Vorsichtig blättert ein Student in alten, großen Büchern. Er betrachtet kunstvolle, mit Tusche geschriebene Buchstaben und entdeckt auf manchen Seiten neben lateinischen Texten auch Noten zum Singen. Der brüchige Ledereinband wird zwischen zwei Schaumstoffkeilen gestützt, damit der Buchblock nicht in zwei Teile fällt. Metallschnallen ragen seitlich am Einband hervor, bei dem einen ist das Scharnier bereits abgebrochen. Die Schnallen sollten das Buch einst bei der Aufbewahrung schützen. Die aufwändige Herstellung und die kunstfertige Handarbeit machten es zu einem wertvollen Gegenstand. Das mächtige Buch ist fast sechshundert Jahre alt und diente früher als Hilfsmittel für den Gottesdienst. Heute befindet es sich in der Handschriftenabteilung der Universitätsbibliothek im Hofgarten und wird hier für Forschungszwecke archiviert.
Der Student sieht sich das Buch nicht alleine an. Er erklärt in einem Referat seinen Kommilitoninnen und Kommilitonen, wie sich die Bücher für den Gottesdienst entwickelt haben. Im Rahmen des Seminars „Geschrieben, gedruckt, gefeiert – Die Welt der Bücher im Gottesdienst der Kirche“ führten Prof. Dr. Jürgen Bärsch und Dr. Florian Kluger von der Professur für Liturgiewissenschaft an der Theologischen Fakultät die Studierenden in die Buchkultur ein. Ziel des Seminars war es, die Bestände der Handschriftenabteilung der KU in die Lehrveranstaltung einzubeziehen. Die Studierenden sollten hautnah mit den historischen Büchern in Kontakt kommen und nicht nur in der Vorlesung darüber hören.

▸ DATEN
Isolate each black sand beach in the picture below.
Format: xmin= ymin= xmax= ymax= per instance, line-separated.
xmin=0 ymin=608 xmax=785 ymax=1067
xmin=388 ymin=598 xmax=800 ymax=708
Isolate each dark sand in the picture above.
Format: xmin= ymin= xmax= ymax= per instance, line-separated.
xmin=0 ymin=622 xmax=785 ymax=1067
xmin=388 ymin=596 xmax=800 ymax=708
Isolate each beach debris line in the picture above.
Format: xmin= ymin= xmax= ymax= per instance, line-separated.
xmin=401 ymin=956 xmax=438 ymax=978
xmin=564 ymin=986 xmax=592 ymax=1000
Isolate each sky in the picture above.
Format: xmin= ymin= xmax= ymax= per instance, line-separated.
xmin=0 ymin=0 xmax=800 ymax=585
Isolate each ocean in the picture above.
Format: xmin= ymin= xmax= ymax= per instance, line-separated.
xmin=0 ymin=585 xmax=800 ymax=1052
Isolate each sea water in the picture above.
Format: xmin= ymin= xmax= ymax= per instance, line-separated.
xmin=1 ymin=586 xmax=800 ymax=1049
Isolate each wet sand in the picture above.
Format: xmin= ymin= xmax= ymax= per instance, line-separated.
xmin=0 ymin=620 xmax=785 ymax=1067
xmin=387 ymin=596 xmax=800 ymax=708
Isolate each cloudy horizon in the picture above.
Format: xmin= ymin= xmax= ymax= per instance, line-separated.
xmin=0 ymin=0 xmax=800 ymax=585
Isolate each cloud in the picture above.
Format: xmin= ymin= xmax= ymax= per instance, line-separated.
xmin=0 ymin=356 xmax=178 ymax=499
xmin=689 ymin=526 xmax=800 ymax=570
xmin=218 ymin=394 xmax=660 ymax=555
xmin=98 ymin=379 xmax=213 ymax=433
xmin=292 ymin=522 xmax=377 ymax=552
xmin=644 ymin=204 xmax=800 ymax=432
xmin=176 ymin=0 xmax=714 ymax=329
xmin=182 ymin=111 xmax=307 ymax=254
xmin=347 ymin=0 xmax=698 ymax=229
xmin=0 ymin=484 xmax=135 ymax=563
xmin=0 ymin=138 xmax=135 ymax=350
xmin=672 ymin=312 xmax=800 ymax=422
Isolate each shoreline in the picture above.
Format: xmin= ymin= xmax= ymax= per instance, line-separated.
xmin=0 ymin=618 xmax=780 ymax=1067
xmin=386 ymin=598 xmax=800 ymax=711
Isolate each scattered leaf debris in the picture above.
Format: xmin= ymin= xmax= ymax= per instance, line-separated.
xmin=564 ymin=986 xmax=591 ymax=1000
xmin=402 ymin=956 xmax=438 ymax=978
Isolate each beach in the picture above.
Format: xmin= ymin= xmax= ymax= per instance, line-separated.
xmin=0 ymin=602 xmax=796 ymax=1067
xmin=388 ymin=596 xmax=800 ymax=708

▸ IHRE AUFGABE
Wo befindet sich laut dem Lesetext das fast sechshundert Jahre alte Buch heute?

▸ RICHTIGES ERGEBNIS
In der Handschriftenabteilung der Universitätsbibliothek im Hofgarten.